= WHAT THE TASK ASKS =
Please gather every line in the data below that contains the word "knob", copying each one in full.

A block of data
════════

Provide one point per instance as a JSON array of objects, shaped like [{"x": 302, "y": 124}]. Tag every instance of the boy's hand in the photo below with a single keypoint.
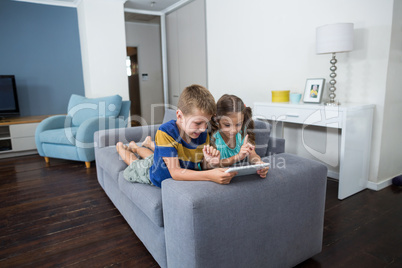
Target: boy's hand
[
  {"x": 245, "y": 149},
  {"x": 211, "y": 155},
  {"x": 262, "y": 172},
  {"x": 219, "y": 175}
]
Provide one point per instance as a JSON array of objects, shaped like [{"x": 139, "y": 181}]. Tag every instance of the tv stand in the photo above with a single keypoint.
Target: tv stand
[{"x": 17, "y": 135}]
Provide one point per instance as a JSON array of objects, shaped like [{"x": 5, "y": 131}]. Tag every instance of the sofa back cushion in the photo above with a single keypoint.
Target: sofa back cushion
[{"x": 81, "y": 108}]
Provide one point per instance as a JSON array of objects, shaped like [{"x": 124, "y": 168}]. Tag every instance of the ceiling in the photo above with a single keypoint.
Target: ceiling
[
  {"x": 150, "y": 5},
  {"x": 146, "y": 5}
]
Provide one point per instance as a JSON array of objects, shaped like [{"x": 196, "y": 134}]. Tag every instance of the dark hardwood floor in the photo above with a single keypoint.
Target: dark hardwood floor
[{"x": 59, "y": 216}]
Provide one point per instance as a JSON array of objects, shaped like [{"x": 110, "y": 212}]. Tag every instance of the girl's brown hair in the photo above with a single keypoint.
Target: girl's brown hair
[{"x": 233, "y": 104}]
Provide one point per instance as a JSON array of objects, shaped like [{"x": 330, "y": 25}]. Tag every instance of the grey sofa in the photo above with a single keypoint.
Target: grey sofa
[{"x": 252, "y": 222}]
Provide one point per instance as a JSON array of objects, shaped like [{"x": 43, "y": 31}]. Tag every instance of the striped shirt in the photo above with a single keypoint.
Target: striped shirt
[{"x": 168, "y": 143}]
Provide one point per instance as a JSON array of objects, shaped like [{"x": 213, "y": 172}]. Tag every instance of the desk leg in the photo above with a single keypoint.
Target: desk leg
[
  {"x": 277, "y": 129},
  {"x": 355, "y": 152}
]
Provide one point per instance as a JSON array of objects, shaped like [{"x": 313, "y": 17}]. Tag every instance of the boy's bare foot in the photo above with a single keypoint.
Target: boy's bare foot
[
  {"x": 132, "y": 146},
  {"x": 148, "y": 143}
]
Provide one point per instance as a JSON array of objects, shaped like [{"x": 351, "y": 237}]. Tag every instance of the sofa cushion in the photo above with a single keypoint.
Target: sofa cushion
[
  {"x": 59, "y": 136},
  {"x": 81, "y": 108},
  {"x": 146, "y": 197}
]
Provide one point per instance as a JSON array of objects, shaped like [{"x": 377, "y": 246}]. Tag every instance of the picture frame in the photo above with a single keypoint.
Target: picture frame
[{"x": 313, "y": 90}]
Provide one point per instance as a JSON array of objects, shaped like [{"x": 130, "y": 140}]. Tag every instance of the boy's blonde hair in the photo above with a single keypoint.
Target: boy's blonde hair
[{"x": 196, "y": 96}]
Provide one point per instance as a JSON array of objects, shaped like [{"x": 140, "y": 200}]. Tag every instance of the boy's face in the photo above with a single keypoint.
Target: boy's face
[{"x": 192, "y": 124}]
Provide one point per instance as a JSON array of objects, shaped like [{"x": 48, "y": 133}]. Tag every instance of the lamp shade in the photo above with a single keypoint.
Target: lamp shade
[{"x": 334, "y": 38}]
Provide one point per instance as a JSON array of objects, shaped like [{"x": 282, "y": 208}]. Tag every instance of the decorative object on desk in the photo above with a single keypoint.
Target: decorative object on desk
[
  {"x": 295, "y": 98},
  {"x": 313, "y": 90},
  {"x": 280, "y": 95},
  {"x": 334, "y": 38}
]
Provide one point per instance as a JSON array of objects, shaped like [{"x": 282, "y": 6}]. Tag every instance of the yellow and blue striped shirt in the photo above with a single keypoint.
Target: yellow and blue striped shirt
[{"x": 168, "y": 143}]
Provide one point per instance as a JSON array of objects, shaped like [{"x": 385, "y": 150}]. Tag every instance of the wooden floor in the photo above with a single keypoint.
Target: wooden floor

════════

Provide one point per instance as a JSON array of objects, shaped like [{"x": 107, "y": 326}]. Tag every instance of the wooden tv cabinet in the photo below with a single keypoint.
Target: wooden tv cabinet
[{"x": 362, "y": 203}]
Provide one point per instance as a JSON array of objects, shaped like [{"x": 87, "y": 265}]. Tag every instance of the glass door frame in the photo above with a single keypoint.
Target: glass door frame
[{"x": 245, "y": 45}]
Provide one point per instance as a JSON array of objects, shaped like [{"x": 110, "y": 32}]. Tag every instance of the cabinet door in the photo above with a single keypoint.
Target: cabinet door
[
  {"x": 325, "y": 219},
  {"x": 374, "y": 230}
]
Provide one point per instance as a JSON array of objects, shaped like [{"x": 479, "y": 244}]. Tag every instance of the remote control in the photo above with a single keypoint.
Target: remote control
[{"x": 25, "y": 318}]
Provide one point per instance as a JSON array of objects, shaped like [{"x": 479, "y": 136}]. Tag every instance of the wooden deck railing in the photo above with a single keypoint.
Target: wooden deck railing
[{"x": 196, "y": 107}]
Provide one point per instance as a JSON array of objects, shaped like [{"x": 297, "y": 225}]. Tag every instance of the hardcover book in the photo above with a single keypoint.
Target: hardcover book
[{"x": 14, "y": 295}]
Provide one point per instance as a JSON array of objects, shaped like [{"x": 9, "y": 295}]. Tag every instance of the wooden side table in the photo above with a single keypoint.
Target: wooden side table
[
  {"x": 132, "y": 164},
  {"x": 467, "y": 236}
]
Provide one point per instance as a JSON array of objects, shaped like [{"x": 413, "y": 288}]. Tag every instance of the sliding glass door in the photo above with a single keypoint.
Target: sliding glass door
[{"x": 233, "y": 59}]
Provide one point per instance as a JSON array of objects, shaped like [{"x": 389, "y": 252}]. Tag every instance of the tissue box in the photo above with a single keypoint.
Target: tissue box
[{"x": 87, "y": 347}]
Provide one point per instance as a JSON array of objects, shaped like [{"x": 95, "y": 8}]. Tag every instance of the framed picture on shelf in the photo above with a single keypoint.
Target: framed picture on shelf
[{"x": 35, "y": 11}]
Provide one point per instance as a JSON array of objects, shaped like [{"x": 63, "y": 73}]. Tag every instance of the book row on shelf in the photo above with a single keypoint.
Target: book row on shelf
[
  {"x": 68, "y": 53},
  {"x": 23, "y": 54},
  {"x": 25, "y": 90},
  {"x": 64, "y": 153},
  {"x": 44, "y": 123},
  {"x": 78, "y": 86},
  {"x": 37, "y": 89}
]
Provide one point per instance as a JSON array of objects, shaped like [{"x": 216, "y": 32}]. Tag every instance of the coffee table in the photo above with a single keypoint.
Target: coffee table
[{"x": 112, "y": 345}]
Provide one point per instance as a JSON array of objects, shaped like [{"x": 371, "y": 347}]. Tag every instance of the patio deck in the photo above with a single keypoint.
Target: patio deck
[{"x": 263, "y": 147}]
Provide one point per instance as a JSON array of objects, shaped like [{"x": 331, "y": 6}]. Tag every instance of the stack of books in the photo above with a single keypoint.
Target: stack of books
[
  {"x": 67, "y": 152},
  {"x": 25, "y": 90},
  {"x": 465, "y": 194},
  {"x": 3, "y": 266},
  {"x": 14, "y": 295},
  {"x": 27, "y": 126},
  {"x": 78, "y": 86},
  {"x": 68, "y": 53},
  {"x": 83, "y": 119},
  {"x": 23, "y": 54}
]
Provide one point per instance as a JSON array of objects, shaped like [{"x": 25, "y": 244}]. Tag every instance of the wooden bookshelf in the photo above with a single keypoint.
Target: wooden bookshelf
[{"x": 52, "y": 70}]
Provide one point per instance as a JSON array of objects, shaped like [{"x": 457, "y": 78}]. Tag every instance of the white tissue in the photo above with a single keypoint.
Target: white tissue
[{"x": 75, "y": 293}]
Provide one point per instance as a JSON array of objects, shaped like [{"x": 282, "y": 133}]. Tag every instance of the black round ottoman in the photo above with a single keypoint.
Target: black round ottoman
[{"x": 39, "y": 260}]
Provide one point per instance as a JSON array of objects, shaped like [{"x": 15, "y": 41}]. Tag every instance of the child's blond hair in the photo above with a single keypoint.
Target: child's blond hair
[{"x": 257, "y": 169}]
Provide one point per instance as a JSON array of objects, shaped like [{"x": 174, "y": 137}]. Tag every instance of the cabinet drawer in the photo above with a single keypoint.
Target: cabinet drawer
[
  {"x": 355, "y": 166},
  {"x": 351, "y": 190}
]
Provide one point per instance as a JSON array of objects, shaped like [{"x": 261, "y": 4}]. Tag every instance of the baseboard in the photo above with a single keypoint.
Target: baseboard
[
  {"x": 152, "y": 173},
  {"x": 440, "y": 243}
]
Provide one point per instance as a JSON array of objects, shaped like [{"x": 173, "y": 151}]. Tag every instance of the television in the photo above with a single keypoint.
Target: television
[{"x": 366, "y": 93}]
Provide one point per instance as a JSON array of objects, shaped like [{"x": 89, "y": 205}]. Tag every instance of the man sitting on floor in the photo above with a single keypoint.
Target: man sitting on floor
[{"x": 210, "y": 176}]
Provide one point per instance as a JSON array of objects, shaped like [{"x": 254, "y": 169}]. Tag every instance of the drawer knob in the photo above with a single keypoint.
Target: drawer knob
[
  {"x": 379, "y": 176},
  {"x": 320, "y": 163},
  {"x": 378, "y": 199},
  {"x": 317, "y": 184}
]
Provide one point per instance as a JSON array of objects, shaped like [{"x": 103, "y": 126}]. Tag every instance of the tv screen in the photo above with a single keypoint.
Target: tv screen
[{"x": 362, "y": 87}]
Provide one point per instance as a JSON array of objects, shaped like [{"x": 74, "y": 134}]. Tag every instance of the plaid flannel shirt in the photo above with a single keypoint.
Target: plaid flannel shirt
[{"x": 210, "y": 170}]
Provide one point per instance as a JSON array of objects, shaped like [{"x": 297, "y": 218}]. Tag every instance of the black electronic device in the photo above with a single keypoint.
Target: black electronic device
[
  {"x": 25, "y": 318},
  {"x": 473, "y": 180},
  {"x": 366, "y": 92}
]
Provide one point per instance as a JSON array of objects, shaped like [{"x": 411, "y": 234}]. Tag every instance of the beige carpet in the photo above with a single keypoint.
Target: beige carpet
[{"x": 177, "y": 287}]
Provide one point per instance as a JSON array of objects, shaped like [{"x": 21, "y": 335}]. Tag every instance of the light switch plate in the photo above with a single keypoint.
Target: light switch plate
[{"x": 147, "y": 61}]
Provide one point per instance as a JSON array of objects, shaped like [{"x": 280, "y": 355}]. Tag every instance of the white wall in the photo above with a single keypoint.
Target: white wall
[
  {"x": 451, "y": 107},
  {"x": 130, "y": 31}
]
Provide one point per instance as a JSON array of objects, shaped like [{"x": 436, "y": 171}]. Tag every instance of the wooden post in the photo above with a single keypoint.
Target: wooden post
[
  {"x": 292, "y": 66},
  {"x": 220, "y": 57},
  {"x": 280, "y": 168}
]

════════

= FULL OUTPUT =
Provide one point per instance as a JSON array of objects, shaped like [{"x": 254, "y": 169}]. Tag every instance of the drawer knob in the photo above with a single keypoint.
Target: drawer knob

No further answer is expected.